Copy word for word the stretch of the green cleaning guide that starts at "- (San Francisco residents only) Drop" and runs through "products on GoodGuide.".

READING TEXT:
____

UL Ecologo Certified Products
For consumer-grade cleaning products, look for certified products whenever possible (see below). Avoid aerosol containers - use a pump spray instead. Avoid antimicrobial hand soaps, which contain hazardous chemicals but do not sanitize your hands any better than plain soap. For surface sanitizers and disinfectants, make sure they are registered by the US EPA for use in California, and contain one of the following active ingredients: hydrogen peroxide, citric acid, lactic acid, thymol and/or ethanol.
Info on this product category: *Cleaners for Homes & Small Businesses
Why Go Green
- Green products have safer ingredients. Cleaning products often contain a variety of hazardous ingredients, including quaternary ammonium compounds, alkylphenol ethoxylates, 2-butoxyethanol, glycol ethers, and ethanolamine. These pose health hazards to workers and building occupants, as well as environmental hazards downstream.
- Green products reduce waste, by emphasizing recycled and/or recyclable packaging.
Criteria for *Cleaners for Homes & Small Businesses
Criteria for Suggested products:
Cleaning chemicals (including general purpose and glass cleaners, cleaning wipes, and whiteboard cleaners; but excluding electronics cleaners and EPA registered disinfectants or sanitizers) should be certified by Green Seal -OR- UL EcoLogo -OR- the US EPA’s Safer Choice Program (formerly the Design for Environment Program) -OR- the Cradle to Cradle Products Innovation Institute.
Avoid aerosol containers and antimicrobial hand soaps.
Surface sanitizers and disinfectants should be registered by the US EPA for use in California, and should only contain the following active ingredients: hydrogen peroxide, citric acid, lactic acid, thymol and/or ethanol.
Last updated
Guide for City Staff
Recycling Instructions
There are four options for properly disposing of cleaning products. Keep in mind that hazardous waste disposal has its own environmental impacts, since wastes are generally hauled long distances to licensed facilities.
Options:
- Use them up.
- Give them to someone who needs them.
- (San Francisco residents only) Drop them off at the San Francisco Household Hazardous Waste Collection Facility 501 Tunnel Rd. (at The Dump), 8 A.M. - 4 P.M. - Thursdays, Fridays & Saturdays.
- (San Francisco residents only) Call (415) 330-1405 to schedule a Free Home Pick-up.
Citywide Contract
Guide for Small Businesses & Homes
- Try microfiber cloths, which attract dirt like magnets even without chemicals. You can clean surfaces like glass with water alone.
- Make your own cleaning products from common materials like baking soda, castille soap, or lemon juice.
- Compare consumer cleaning products on GoodGuide.
- Use disinfectants sparingly: Surfaces that you touch are the most important.
- Choose ready-to-use, peroxide- or citric acid-based disinfectants. Avoid disinfectants that list hypochlorites or quaternary ammonium compounds as ingredients (look for the words "ammonium chloride" in the ingredients).
- Small businesses can save money by switching to institutional-grade cleaning products. Ready-to-use products are 15 times more expensive than concentrates.
- Custodial companies that are SF Green Businesses should watch the custodial green cleaning training video series made by SF Environment.
Guide for Large Organizations
- Consider purchasing cleaning products listed here as "required" or "suggested"
- For contracts, consider using our purchasing specifications - listed under "Criteria for All Cleaners"
- Switch to microfiber mops and cloths
- Install closed-loop dilution systems to prevent employee exposure to hazardous concentrates
- Never purchase hand soaps labelled "anti-microbial" or "anti-bacterial" (health care workers excepted)
- Print this Green Cleaning Checklist/Poster for staff;
- Watch custodial green cleaning training videos made by SF Environment.

____

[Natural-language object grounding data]
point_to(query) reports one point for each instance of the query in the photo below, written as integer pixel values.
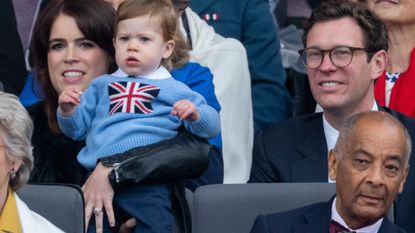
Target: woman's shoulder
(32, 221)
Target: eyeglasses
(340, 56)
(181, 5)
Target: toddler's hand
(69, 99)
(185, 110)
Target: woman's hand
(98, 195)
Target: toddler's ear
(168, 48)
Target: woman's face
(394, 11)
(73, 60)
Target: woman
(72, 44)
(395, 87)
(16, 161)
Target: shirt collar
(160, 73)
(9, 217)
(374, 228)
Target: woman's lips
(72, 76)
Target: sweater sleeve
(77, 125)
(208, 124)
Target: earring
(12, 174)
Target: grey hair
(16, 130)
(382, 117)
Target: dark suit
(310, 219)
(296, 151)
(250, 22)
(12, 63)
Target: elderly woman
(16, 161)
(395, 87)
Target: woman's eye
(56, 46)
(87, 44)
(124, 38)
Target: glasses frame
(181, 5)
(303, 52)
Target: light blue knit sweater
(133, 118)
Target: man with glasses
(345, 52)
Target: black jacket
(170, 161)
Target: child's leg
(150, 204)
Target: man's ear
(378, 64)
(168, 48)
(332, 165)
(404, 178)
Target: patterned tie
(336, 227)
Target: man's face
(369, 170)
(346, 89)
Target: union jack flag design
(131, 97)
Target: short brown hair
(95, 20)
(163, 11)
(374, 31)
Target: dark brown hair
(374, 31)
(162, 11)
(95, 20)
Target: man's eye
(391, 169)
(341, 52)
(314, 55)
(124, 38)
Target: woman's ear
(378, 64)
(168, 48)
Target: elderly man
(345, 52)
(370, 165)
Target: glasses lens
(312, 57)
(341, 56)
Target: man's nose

____

RESPONSE FOR THIS EXERCISE:
- (San Francisco residents only) Drop them off at the San Francisco Household Hazardous Waste Collection Facility 501 Tunnel Rd. (at The Dump), 8 A.M. - 4 P.M. - Thursdays, Fridays & Saturdays.
- (San Francisco residents only) Call (415) 330-1405 to schedule a Free Home Pick-up.
Citywide Contract
Guide for Small Businesses & Homes
- Try microfiber cloths, which attract dirt like magnets even without chemicals. You can clean surfaces like glass with water alone.
- Make your own cleaning products from common materials like baking soda, castille soap, or lemon juice.
- Compare consumer cleaning products on GoodGuide.